- Job:
Reproduce the listing below verbatim.

- Input:

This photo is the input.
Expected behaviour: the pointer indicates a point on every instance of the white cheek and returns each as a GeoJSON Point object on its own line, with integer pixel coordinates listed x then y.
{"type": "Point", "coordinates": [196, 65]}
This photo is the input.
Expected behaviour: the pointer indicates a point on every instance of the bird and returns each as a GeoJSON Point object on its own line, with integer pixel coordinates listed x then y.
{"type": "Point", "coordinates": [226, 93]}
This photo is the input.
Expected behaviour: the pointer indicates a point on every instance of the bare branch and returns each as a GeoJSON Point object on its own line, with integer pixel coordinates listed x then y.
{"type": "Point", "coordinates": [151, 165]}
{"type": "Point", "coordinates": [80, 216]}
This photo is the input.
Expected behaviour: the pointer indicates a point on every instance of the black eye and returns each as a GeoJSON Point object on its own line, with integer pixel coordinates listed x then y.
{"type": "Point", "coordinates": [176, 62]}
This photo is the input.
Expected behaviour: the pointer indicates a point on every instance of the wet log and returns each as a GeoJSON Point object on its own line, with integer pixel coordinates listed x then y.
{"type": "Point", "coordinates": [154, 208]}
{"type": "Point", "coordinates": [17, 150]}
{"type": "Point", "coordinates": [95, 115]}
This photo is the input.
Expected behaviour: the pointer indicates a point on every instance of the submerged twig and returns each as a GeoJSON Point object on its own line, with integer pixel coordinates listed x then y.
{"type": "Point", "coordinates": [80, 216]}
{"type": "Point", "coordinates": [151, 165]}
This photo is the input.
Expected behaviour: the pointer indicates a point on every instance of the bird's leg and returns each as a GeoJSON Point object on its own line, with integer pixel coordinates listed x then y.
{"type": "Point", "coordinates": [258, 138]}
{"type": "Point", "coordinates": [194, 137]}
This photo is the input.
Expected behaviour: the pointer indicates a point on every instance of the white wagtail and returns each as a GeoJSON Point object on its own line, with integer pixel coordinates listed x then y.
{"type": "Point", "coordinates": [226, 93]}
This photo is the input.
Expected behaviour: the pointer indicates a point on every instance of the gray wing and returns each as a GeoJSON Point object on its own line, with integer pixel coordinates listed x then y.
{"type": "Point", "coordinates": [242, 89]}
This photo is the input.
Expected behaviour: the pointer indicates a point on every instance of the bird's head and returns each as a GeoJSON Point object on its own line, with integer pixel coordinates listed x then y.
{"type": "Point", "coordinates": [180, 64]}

- Full output:
This photo is the input.
Expected behaviour: the pointer indicates a point on every instance of the white cheek and returns each as a GeoJSON Point object on its own line, with integer pixel coordinates listed x then y.
{"type": "Point", "coordinates": [196, 65]}
This photo is the input.
Expected behaviour: the pointer indicates a point on every instance of the bird and returns each as a GeoJSON Point object on its own line, with integer pixel coordinates listed x then y.
{"type": "Point", "coordinates": [226, 93]}
This photo is the input.
Expected behaviour: the pointer indicates a point on every instance of the bare branch and returns each as a GeoJSON Point object on its own line, with integer pixel coordinates listed x then y.
{"type": "Point", "coordinates": [151, 165]}
{"type": "Point", "coordinates": [80, 216]}
This photo is the input.
Expected behaviour: the pointer indicates a point on every instance of the black eye and returns each as a GeoJSON Point object on its own line, with integer pixel coordinates listed x then y.
{"type": "Point", "coordinates": [176, 62]}
This photo is the input.
Expected behaviour: the pointer indicates a point on every instance of the wet log and returns each as a GeoJSON Point object on its own line, with integer pixel coordinates listed x then y.
{"type": "Point", "coordinates": [154, 208]}
{"type": "Point", "coordinates": [17, 150]}
{"type": "Point", "coordinates": [95, 115]}
This photo is the input.
Expected behaviour: the pointer indicates a point on every instance of the submerged twig and returns each as a GeoJSON Point object on its own line, with integer pixel coordinates listed x then y.
{"type": "Point", "coordinates": [80, 216]}
{"type": "Point", "coordinates": [151, 165]}
This photo is the input.
Expected behaviour: the pointer indicates a point on every instance of the bird's leg and returns each as a GeoJSON Point object on its own line, with integer pixel coordinates listed x then y.
{"type": "Point", "coordinates": [258, 138]}
{"type": "Point", "coordinates": [194, 137]}
This photo is the input.
Expected behaviour: the pointer indicates a point on every instance of the white wagtail and returns each as a GeoJSON Point object on its own line, with integer pixel coordinates listed x then y.
{"type": "Point", "coordinates": [226, 93]}
This photo is the input.
Expected behaviour: the pointer indicates a point on every instance of the gray wing and returns each as a GeoJSON Point object on its own line, with integer pixel coordinates listed x then y.
{"type": "Point", "coordinates": [242, 89]}
This photo is the input.
Expected behaviour: the pointer indicates a point on every instance of the bird's head and returns each as a GeoJSON Point object on its own line, with integer pixel coordinates listed x then y.
{"type": "Point", "coordinates": [180, 64]}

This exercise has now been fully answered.